Records
····················
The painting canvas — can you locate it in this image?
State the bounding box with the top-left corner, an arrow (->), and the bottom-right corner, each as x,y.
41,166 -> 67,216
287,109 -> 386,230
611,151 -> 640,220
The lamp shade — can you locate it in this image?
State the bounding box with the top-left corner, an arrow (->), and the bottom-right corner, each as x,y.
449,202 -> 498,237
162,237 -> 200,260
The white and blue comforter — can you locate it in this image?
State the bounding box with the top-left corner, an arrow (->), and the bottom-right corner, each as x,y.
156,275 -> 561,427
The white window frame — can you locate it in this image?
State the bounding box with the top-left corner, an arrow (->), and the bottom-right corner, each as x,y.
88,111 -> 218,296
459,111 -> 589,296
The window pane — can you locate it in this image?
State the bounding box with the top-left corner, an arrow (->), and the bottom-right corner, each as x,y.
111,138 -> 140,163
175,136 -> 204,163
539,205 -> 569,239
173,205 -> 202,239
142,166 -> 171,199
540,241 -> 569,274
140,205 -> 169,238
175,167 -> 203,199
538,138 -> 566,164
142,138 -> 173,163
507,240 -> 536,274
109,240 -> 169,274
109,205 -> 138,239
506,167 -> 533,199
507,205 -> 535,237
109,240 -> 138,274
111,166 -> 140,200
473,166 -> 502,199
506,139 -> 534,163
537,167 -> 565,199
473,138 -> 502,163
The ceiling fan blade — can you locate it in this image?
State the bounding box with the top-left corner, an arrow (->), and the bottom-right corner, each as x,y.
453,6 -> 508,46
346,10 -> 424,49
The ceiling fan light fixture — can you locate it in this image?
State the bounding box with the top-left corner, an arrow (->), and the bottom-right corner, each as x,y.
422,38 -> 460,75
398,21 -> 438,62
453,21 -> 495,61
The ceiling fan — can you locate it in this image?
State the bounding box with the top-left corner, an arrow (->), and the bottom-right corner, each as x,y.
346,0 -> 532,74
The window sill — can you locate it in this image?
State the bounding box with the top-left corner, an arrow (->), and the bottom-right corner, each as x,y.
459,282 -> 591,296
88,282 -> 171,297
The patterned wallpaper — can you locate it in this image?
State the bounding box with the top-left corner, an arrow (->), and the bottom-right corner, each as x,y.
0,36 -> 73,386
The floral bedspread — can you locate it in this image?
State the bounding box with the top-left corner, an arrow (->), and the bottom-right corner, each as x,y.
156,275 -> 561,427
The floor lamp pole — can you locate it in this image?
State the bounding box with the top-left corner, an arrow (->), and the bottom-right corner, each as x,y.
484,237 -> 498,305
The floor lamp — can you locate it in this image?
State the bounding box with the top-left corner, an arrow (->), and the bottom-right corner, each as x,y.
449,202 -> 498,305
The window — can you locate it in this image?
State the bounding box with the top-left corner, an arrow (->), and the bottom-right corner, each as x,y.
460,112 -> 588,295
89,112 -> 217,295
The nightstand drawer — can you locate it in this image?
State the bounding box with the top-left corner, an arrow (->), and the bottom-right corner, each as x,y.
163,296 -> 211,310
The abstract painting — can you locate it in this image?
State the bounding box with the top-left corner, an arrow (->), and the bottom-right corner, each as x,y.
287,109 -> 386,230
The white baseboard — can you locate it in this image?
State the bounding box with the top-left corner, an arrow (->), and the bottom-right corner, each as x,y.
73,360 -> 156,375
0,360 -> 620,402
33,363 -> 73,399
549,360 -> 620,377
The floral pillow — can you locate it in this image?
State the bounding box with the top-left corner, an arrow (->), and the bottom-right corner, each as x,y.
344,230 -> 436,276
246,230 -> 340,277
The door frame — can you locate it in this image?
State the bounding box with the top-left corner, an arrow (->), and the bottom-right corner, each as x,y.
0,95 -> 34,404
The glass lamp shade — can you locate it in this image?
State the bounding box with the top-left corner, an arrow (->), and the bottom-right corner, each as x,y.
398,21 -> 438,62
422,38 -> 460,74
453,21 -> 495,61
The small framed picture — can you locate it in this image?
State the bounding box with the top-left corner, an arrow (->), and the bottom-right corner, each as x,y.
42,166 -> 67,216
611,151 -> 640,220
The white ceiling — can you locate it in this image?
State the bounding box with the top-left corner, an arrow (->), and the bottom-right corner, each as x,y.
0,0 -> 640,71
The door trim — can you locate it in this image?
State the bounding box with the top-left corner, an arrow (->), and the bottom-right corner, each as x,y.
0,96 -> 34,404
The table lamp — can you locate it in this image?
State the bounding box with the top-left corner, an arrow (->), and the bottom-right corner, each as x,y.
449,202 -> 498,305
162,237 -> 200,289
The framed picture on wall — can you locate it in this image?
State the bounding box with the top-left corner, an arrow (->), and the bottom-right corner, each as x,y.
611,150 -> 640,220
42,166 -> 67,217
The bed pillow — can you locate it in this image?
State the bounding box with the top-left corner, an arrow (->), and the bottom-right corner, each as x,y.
····················
Write the listing out again, exactly as it reads.

- [OUTPUT OF THE TASK]:
The painting canvas — can you locate it in this image?
State the bounding box with the top-left corner, an arrow (->), and the bottom-right corner, each as x,y.
41,166 -> 67,216
287,109 -> 386,230
611,151 -> 640,220
The lamp shade — can you locate it in this image?
State the bounding box with the top-left corner, an arrow (->), and the bottom-right corner, each as x,y.
449,202 -> 498,237
162,237 -> 200,260
The white and blue comforter — can you locate it in this image?
State the bounding box with the top-left corner, an arrow (->), and the bottom-right corner, each as x,y.
156,275 -> 561,427
The white window frame — can you locate it in this image?
State the bounding box with the top-left corner, an arrow (->), and the bottom-right corner, each as x,y.
88,111 -> 218,296
459,111 -> 589,296
The window pane — can you locate it in this image?
State the bounding box with the top-left corner, an arrow (->), and the bottom-right corner, each as x,y.
111,138 -> 140,163
175,136 -> 204,163
539,205 -> 569,239
173,205 -> 202,239
142,166 -> 171,199
540,241 -> 569,274
140,205 -> 169,238
175,167 -> 203,199
538,138 -> 566,164
142,138 -> 173,163
507,240 -> 536,274
109,240 -> 169,274
109,205 -> 138,239
506,167 -> 533,199
507,205 -> 535,237
109,240 -> 138,274
111,166 -> 140,200
473,166 -> 502,199
506,139 -> 534,163
537,167 -> 565,199
473,138 -> 502,163
The ceiling fan blade — can you locate it in this image?
State the bounding box with the top-left corner, an arrow (->), and the bottom-right corner, each as x,y.
453,6 -> 508,46
346,10 -> 424,49
The ceiling fan light fixture — can you locate it in this image?
State the bounding box with the top-left corner, an arrow (->), and the bottom-right corner, each as x,y.
422,38 -> 460,75
398,21 -> 438,62
453,21 -> 495,61
The ceiling fan — can you locate it in this image?
State the bounding box with the top-left corner, an arrow (->), and the bottom-right corner, each as x,y.
346,0 -> 532,74
The window sill — can you locate it in this image?
State the bounding box with the top-left corner, an arrow (->), and the bottom-right corner, each as x,y.
459,282 -> 591,296
88,282 -> 171,297
The patterned wallpaper — can you locate it in this image?
State the bounding box with the top-left corner, an arrow (->), and the bottom-right corner, each as x,y.
0,36 -> 73,386
The floral bedspread — can you locate it in this image?
State the bounding box with the top-left corner, an arrow (->), and the bottom-right corner, each as x,y.
156,275 -> 561,427
The floor lamp pole — can you locate it in this image?
State the bounding box with the top-left corner, an arrow (->), and the bottom-right corner, each as x,y.
484,237 -> 498,305
The floor lamp — can you locate it in this image?
State the bounding box with the top-left corner, an arrow (->), and the bottom-right corner, each as x,y.
449,202 -> 498,305
The window — can you locate it in this image?
State the bounding box with the top-left corner, an arrow (->), and the bottom-right corner, each as x,y.
460,112 -> 588,295
89,112 -> 217,295
The nightstand drawer — can you locate it in this image?
State the bounding box with the top-left corner, an arrow (->), and the bottom-right corner, each as x,y.
163,296 -> 211,310
The abstract painting — can you locate it in this image?
State the bounding box with the top-left corner, an arrow (->), and the bottom-right corner, each as x,y.
287,109 -> 386,230
The white baseboard — can you locate it in this image?
State the bounding box with the top-left corner, an arrow (->), and the bottom-right corner, each as x,y.
73,360 -> 156,375
0,360 -> 620,402
33,363 -> 73,399
549,360 -> 620,377
The floral pillow — can you locate it in this image?
State the bounding box with the top-left corner, an arrow (->), and the bottom-right corner, each as x,y.
344,230 -> 436,276
246,230 -> 340,277
The door frame — can you locate it in this image?
State the bounding box with the top-left corner, an arrow (->), and the bottom-right corner, each as x,y.
0,95 -> 34,404
The glass lamp shade — can you locate it in this image?
State the bounding box with the top-left corner, an arrow (->), and the bottom-right corner, each as x,y.
398,21 -> 438,62
422,38 -> 460,74
453,21 -> 495,61
The small framed picture — can you locate it in this image?
State the bounding box with the top-left corner, an arrow (->), and the bottom-right corner, each as x,y.
42,166 -> 67,216
611,151 -> 640,220
The white ceiling — can you locate it in this image?
State the bounding box with the top-left corner, an arrow (->), and the bottom-right corner, each as x,y.
0,0 -> 640,71
The door trim — can you locate it in this image?
State the bounding box with the top-left corner, an arrow (->), and the bottom-right corner, each as x,y.
0,96 -> 34,404
The table lamp — can you locate it in this image?
State the bounding box with the top-left corner, an arrow (->), and the bottom-right corner, each as x,y.
449,202 -> 498,305
162,237 -> 200,289
The framed picture on wall — can you locate it in this image?
State the bounding box with the top-left corner, an arrow (->), and the bottom-right corner, each as x,y.
611,150 -> 640,220
42,166 -> 67,217
The bed pillow — can you locate it in this image?
State the bounding box with the top-left corner, an arrow (->), and the bottom-right corner, each as x,y.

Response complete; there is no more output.